Recorded data
——

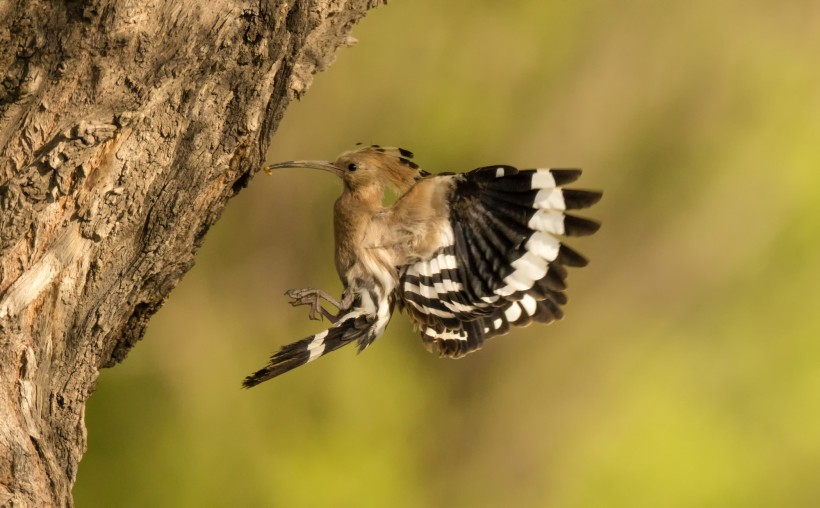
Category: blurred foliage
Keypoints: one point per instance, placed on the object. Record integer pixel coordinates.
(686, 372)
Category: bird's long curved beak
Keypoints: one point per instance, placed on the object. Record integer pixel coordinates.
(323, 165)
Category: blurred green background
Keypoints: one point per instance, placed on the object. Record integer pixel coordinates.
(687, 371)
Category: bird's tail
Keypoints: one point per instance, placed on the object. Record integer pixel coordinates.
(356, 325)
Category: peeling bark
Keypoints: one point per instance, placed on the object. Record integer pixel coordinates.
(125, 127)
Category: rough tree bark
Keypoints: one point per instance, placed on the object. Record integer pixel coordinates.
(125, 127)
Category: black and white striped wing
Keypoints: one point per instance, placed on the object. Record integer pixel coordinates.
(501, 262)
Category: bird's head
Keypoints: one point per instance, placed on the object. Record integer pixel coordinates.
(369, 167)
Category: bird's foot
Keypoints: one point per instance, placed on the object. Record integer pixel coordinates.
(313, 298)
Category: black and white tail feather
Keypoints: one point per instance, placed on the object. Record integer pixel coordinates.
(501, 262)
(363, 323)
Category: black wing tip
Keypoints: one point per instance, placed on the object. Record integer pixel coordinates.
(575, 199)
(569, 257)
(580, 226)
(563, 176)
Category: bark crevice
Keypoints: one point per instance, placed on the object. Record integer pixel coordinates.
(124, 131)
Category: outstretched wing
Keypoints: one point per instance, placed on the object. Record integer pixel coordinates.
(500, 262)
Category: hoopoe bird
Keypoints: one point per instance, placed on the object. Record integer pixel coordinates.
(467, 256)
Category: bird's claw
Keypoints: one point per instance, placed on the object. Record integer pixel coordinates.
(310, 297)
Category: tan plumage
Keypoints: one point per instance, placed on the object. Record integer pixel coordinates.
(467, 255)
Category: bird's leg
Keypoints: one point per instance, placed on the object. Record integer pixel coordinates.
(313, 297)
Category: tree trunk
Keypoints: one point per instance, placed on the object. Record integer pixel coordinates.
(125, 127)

——

*Challenge*. Update the data above by changing every "bird's" to "hoopoe's" and leaving all else as it is. Write out the updated lines without the pictures.

*Correct answer*.
Category: blurred foliage
Keypoints: one point per instance, placed on the object. Record integer pixel coordinates.
(686, 372)
Category: hoopoe's long curved beak
Keypoints: one point per instance, placed on the object. Record integer pixel coordinates.
(323, 165)
Category: blurred green background
Keypoints: one point per instance, placed on the object. Record integer pixel coordinates.
(687, 371)
Category: hoopoe's tail
Keypoints: one point per instance, placed on the object. Record integer pixel coordinates.
(356, 325)
Category: peeling bark
Keypoints: one point per instance, placed on the object. Record integer pixel coordinates.
(125, 127)
Category: rough tree bark
Keypoints: one point per instance, placed on the object. Record integer pixel coordinates.
(125, 127)
Category: black and white striped wing
Keypoints: one point per instance, placed on the object. Record integer pixel coordinates.
(501, 262)
Category: hoopoe's head
Keypoints: one point per instance, placed on the object. Record integer pixel coordinates.
(369, 167)
Category: hoopoe's foot
Keypoints: one point per instance, placed on the object. Record integer pixel coordinates.
(313, 298)
Category: black and white tail feather
Keypoints: one point per instance, placed on the object. Record integer pixel coordinates.
(501, 262)
(363, 323)
Category: black wing tip
Keypoints: one point per instance, placed on the object. Record integer pixel coordinates.
(575, 199)
(569, 257)
(580, 226)
(563, 176)
Category: bark crevice
Keypoints: one point per instance, placed on the object. Record integer pixel coordinates.
(124, 131)
Category: outstretched wing
Keypoints: one point per instance, placed on the object. Record integer pixel coordinates.
(500, 262)
Category: hoopoe bird
Keypoints: one point per instance, placed on the object. Record integer pixel coordinates.
(467, 256)
Category: hoopoe's claw
Keypoints: one point per instance, placed on the object. Record integer pixel coordinates.
(310, 297)
Category: tan plumage
Keypoints: one point per instance, placed on the object. Record integer pixel coordinates.
(467, 255)
Category: hoopoe's leg
Keypoints: one point per instance, placed on the object. Record integer pixel coordinates.
(313, 297)
Category: tree trunk
Keypoints: one point per instance, placed on the object. Record integer pixel coordinates.
(125, 127)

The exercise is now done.